● **WORK TO DO**
Reproduce, unchanged and line for line, the part of the listing below that opens with the line containing "Target: valley" and closes with the final line of the listing, including both of those lines.

● **TASK INPUT**
※

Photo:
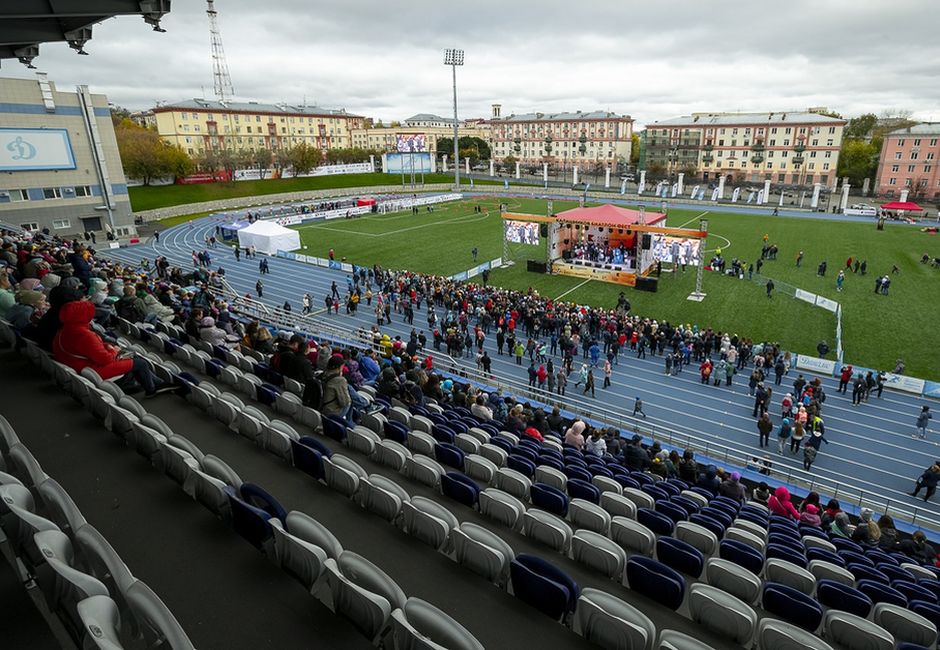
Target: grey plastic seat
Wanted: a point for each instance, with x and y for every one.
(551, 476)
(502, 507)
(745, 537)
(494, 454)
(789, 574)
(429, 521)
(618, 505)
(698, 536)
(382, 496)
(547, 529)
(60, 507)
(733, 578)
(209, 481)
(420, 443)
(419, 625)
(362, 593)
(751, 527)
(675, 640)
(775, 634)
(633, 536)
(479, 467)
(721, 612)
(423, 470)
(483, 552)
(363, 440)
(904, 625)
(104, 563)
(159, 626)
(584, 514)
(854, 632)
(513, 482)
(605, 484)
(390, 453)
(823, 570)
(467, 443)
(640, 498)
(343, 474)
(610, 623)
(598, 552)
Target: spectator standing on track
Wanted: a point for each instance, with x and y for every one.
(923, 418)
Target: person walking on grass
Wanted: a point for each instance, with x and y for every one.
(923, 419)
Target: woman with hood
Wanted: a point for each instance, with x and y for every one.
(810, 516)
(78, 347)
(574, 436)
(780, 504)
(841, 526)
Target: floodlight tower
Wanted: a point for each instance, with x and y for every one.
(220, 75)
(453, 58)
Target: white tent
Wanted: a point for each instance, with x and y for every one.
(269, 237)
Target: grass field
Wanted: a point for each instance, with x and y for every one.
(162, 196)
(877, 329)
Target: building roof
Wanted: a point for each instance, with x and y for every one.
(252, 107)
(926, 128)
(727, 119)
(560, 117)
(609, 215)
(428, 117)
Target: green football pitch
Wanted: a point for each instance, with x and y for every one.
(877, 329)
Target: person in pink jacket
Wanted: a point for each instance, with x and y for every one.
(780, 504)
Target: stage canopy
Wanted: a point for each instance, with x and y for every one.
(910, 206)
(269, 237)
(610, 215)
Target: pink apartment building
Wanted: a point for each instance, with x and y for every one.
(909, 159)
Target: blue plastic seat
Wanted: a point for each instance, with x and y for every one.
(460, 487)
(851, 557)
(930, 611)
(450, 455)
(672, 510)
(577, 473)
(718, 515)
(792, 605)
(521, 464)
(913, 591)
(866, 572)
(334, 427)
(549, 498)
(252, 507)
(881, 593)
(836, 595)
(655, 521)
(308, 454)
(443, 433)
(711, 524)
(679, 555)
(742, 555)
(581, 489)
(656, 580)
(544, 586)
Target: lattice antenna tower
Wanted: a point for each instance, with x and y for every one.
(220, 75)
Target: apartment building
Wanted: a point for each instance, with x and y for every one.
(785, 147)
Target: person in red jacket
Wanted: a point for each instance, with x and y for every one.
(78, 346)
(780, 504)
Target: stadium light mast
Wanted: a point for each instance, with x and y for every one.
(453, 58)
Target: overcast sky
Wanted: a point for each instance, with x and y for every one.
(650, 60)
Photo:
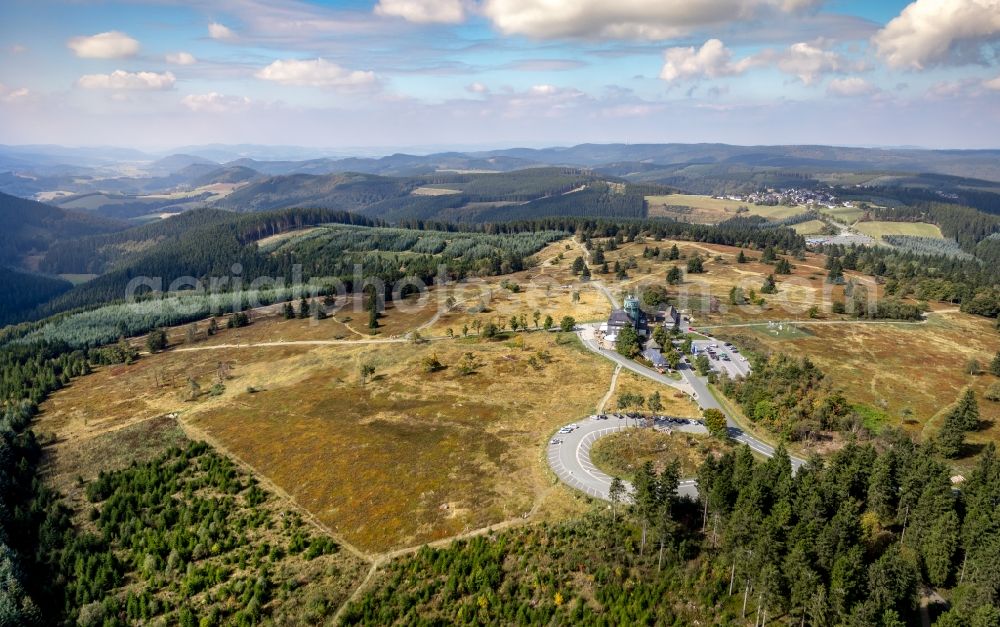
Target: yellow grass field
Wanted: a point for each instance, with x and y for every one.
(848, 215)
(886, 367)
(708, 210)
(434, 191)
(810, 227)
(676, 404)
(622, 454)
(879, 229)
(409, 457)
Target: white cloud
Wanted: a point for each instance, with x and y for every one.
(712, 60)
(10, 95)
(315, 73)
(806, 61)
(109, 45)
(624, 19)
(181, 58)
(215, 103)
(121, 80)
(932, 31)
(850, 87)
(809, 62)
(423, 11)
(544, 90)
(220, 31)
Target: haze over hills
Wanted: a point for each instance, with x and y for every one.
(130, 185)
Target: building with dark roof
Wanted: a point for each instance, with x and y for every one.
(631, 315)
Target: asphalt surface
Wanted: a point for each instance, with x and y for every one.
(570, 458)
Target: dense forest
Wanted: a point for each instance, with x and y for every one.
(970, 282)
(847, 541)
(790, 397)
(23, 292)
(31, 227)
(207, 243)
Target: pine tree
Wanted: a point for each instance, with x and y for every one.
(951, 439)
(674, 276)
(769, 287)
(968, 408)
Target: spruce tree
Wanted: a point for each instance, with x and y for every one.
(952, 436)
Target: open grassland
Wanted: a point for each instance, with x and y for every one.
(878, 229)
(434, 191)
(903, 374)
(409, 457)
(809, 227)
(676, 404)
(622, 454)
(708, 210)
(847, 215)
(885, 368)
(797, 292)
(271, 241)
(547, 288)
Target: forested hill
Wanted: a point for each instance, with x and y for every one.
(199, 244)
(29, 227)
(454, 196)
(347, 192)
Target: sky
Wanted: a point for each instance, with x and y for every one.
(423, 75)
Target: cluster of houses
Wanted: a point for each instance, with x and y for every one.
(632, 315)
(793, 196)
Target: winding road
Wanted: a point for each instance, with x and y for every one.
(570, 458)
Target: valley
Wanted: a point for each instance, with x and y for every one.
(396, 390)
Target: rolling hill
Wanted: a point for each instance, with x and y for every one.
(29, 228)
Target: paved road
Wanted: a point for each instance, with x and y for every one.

※

● **RESPONSE**
Target: valley
Wanted: a point for each instance, with x and y for every one.
(396, 390)
Target: rolling hill
Wanted: a point for each instance, with x and y for every one.
(29, 228)
Target: paved road
Wanted: a point for each instance, with x and y for every one.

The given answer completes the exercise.